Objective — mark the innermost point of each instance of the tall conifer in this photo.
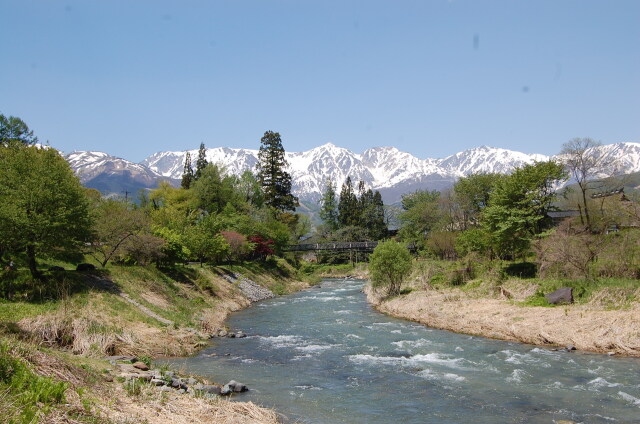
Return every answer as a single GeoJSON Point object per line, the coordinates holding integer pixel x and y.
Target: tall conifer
{"type": "Point", "coordinates": [202, 162]}
{"type": "Point", "coordinates": [272, 174]}
{"type": "Point", "coordinates": [187, 174]}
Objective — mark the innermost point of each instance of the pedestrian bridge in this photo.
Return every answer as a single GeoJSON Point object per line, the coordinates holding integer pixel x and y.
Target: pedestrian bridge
{"type": "Point", "coordinates": [359, 246]}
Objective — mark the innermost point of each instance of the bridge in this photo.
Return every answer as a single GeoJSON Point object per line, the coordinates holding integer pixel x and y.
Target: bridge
{"type": "Point", "coordinates": [358, 246]}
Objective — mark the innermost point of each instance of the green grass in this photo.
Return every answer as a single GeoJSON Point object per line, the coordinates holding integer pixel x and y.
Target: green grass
{"type": "Point", "coordinates": [29, 395]}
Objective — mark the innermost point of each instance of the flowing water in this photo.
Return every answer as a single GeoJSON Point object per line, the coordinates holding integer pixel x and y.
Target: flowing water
{"type": "Point", "coordinates": [325, 356]}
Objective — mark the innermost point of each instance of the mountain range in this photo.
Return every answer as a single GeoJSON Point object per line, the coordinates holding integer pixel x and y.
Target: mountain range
{"type": "Point", "coordinates": [386, 169]}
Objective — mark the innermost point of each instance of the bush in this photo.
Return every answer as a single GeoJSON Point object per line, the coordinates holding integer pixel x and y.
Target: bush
{"type": "Point", "coordinates": [390, 264]}
{"type": "Point", "coordinates": [521, 270]}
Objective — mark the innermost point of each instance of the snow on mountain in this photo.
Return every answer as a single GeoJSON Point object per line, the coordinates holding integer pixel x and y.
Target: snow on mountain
{"type": "Point", "coordinates": [109, 173]}
{"type": "Point", "coordinates": [386, 169]}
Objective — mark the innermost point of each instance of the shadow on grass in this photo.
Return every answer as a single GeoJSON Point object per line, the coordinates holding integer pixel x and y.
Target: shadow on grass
{"type": "Point", "coordinates": [19, 285]}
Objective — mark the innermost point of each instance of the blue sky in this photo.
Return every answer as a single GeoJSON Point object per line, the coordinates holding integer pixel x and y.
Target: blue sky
{"type": "Point", "coordinates": [430, 77]}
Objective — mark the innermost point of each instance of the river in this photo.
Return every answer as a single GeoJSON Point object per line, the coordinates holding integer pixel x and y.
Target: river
{"type": "Point", "coordinates": [325, 356]}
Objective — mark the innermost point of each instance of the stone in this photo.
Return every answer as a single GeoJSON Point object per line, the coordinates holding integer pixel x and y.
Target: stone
{"type": "Point", "coordinates": [237, 387]}
{"type": "Point", "coordinates": [85, 267]}
{"type": "Point", "coordinates": [177, 383]}
{"type": "Point", "coordinates": [209, 388]}
{"type": "Point", "coordinates": [122, 358]}
{"type": "Point", "coordinates": [560, 296]}
{"type": "Point", "coordinates": [141, 366]}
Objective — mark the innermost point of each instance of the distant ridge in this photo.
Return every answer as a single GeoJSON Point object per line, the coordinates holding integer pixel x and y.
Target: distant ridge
{"type": "Point", "coordinates": [386, 169]}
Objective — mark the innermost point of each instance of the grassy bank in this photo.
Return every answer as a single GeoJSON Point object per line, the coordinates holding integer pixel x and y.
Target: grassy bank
{"type": "Point", "coordinates": [55, 333]}
{"type": "Point", "coordinates": [504, 301]}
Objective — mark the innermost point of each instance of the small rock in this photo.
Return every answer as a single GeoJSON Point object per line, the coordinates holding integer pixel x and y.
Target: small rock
{"type": "Point", "coordinates": [141, 366]}
{"type": "Point", "coordinates": [208, 388]}
{"type": "Point", "coordinates": [237, 387]}
{"type": "Point", "coordinates": [177, 383]}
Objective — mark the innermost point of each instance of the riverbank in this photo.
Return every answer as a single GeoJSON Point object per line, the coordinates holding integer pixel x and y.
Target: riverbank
{"type": "Point", "coordinates": [135, 311]}
{"type": "Point", "coordinates": [592, 327]}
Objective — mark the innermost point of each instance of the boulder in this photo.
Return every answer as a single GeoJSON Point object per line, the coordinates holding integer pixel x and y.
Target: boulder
{"type": "Point", "coordinates": [85, 267]}
{"type": "Point", "coordinates": [141, 366]}
{"type": "Point", "coordinates": [237, 387]}
{"type": "Point", "coordinates": [209, 388]}
{"type": "Point", "coordinates": [560, 296]}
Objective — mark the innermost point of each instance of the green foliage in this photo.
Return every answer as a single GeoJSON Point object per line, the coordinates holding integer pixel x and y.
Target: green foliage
{"type": "Point", "coordinates": [114, 224]}
{"type": "Point", "coordinates": [201, 162]}
{"type": "Point", "coordinates": [329, 209]}
{"type": "Point", "coordinates": [472, 194]}
{"type": "Point", "coordinates": [272, 174]}
{"type": "Point", "coordinates": [518, 206]}
{"type": "Point", "coordinates": [521, 270]}
{"type": "Point", "coordinates": [389, 265]}
{"type": "Point", "coordinates": [15, 133]}
{"type": "Point", "coordinates": [32, 395]}
{"type": "Point", "coordinates": [420, 215]}
{"type": "Point", "coordinates": [187, 174]}
{"type": "Point", "coordinates": [43, 207]}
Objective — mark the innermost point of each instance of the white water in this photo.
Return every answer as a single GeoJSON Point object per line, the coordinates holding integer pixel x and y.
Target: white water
{"type": "Point", "coordinates": [324, 356]}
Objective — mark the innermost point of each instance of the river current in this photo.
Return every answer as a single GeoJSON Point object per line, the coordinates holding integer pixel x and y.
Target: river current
{"type": "Point", "coordinates": [325, 356]}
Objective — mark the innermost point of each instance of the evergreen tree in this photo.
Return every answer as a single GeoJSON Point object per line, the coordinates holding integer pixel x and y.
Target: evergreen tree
{"type": "Point", "coordinates": [202, 162]}
{"type": "Point", "coordinates": [272, 174]}
{"type": "Point", "coordinates": [348, 213]}
{"type": "Point", "coordinates": [187, 174]}
{"type": "Point", "coordinates": [329, 210]}
{"type": "Point", "coordinates": [14, 132]}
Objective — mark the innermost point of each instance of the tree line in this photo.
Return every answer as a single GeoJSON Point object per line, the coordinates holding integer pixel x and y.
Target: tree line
{"type": "Point", "coordinates": [214, 216]}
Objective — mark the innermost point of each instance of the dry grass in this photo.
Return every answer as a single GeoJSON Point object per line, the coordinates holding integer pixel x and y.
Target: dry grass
{"type": "Point", "coordinates": [589, 327]}
{"type": "Point", "coordinates": [153, 406]}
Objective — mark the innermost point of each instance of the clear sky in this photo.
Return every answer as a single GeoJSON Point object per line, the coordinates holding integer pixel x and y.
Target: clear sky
{"type": "Point", "coordinates": [431, 77]}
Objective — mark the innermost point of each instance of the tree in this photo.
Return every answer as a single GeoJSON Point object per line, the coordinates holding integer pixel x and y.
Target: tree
{"type": "Point", "coordinates": [389, 265]}
{"type": "Point", "coordinates": [43, 208]}
{"type": "Point", "coordinates": [420, 216]}
{"type": "Point", "coordinates": [348, 213]}
{"type": "Point", "coordinates": [201, 162]}
{"type": "Point", "coordinates": [472, 194]}
{"type": "Point", "coordinates": [329, 208]}
{"type": "Point", "coordinates": [584, 161]}
{"type": "Point", "coordinates": [115, 222]}
{"type": "Point", "coordinates": [187, 174]}
{"type": "Point", "coordinates": [272, 174]}
{"type": "Point", "coordinates": [213, 190]}
{"type": "Point", "coordinates": [14, 132]}
{"type": "Point", "coordinates": [519, 204]}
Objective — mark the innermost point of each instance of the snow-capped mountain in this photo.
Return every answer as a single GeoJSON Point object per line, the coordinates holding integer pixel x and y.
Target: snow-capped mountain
{"type": "Point", "coordinates": [386, 169]}
{"type": "Point", "coordinates": [109, 173]}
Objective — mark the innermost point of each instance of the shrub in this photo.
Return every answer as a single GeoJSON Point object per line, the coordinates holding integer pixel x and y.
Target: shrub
{"type": "Point", "coordinates": [389, 265]}
{"type": "Point", "coordinates": [521, 270]}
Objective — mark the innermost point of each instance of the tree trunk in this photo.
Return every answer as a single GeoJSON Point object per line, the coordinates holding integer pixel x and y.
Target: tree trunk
{"type": "Point", "coordinates": [31, 260]}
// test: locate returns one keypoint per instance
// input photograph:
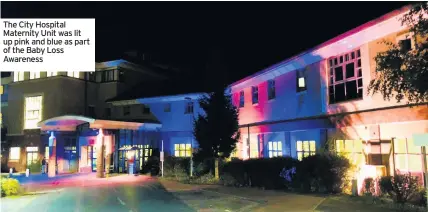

+--

Challenge
Pull out every line above that contains the string "bush", and copy each one in full.

Output for this exercise
Objective — mark the innermost point of each instance of the bush in this photo.
Target: bush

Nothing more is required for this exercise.